- Ihre Aufgaben
• a. Prüfen Sie, ob die Aussagen (i), (ii) und (iii) mit dem Text über auswendig gelernte Gedichte übereinstimmen: (i) Der Ordner mit den ausgedruckten Gedichten hat an den Abenden eher dekorativen Charakter. (ii) Die erzählende Person geht bis heute regelmäßig über die Strudlhof-Stiege. (iii) Im Mirabellgarten steht das Trakl-Gedicht auf einer Marmortafel. Antworten Sie jeweils mit Ja oder Nein und zitieren Sie die entscheidenden Worte des Textes wörtlich.
• b. Setzen Sie den Text über auswendig gelernte Gedichte fort, und zwar im Anschluss an seinen letzten Satz.

- Extrahierter Text
§ §

An meinen Abenden liegt dann der Ordner mit den ausgedruckten Gedichten auf einem kleinen Lesetisch vor mir – hat aber eher dekorativen Charakter. Denn ich kann alle Gedichte, die an diesem Abend »drankommen«, auswendig. Ich hatte nämlich immer schon das Bedürfnis, Gedichte, die mir besonders gefallen, auswendig zu lernen. Auch viele, die nie an irgendeinem meiner Abende Verwendung fanden. Einfach so, aus Freude an der Sache. Nicht nur Gedichte, auch Monologe, Opernarien, Texte von Liedern, die mich besonders berühren oder betroffen machten, oder die ich so idiotisch fand, wie etwa die SED-Hymne! Diesen brüllenden Schwachsinn musste man einfach in Diskussionen auswendig zitieren können. Passagen aus der »Ilias«, der »Odyssee« oder der »Göttlichen Komödie«, was auch immer – aber am liebsten Gedichte. Und die müssen gar nicht in einem Buch stehen.

Als ich das erste Mal über die Strudlhof-Stiege gegangen bin, habe ich mich auf eine Bank gesetzt und so lange das wunderbare Gedicht von Doderer gelesen, das dort in Stein gemeißelt ist, bis ich es auswendig konnte. Ich bin seit Jahrzehnten nicht mehr über die Strudlhof-Stiege gegangen, leider – aber das Gedicht kann ich immer noch.

Ähnliches hat sich im Mirabellgarten in Salzburg ereignet. Dort steht auf einer Marmortafel das Trakl-Gedicht: »Musik in Mirabell« – auch vor dieser Tafel blieb ich so lange stehen, bis ich das Gedicht auswendig konnte – und bin dann zufrieden weitergegangen.

§ §

- Bereitgestellte Daten
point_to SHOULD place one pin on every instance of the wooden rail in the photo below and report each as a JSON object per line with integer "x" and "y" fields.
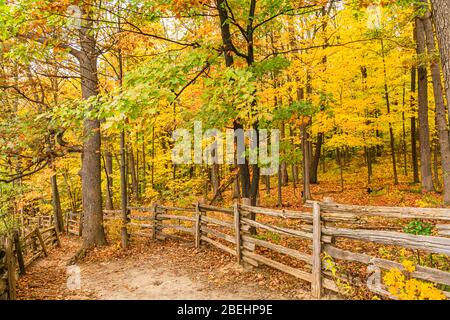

§ §

- Ergebnisse
• a.
(i) Ja: „hat aber eher dekorativen Charakter“
(ii) Nein: „Ich bin seit Jahrzehnten nicht mehr über die Strudlhof-Stiege gegangen“
(iii) Ja: „Dort steht auf einer Marmortafel das Trakl-Gedicht“

• b.
Es müssen auch gar nicht Gedichte sein! Wenn man über die Himmelstraße in Wien spazieren geht und plötzlich vor einer Art Säule steht, auf deren abgeschrägter Oberfläche in einer schwer leserlichen Handschrift der Satz steht: »Hier enthüllte sich am 24. Juli 1895 dem Dr. Sigmund Freud das Geheimnis des Traumes«, kann man ja auch nicht einfach weitergehen, sondern nimmt sich natürlich vor, die Geschichte, die hinter diesem Satz steht, herauszufinden. Dann erfährt man, dass die Handschrift Freuds eigene ist, der Satz aus einem Brief an Wilhelm Fließ stammt, und noch eine ganze Menge. Ohne erkennbaren Nutzen, zugegeben, aber es macht einfach Spaß, solche Dinge zu wissen.

Ich wollte auch schon als Kind unbedingt wissen, wer die acht Männer sind, die an den Seitenflächen (stehend) und an den Ecken (zu Pferd) das Maria-Theresia-Denkmal zwischen den beiden Museen zieren. Welches die sieben Weltwunder sind und wie die neun Musen heißen. Eine Art von Sucht, gar keine Frage. Doch wahrscheinlich eine harmlose.

Aber die Lieblinge blieben immer die Gedichte: von Kästner, von Heine, von Goethe, von Lessing, Heinz Erhardt oder Robert Gernhardt … und alle sind sie auf den folgenden Seiten vertreten – mit einem Gedicht, mit dem sie amüsieren und die Menschen zum Lachen bringen wollten.

Viel Spaß beim Lesen!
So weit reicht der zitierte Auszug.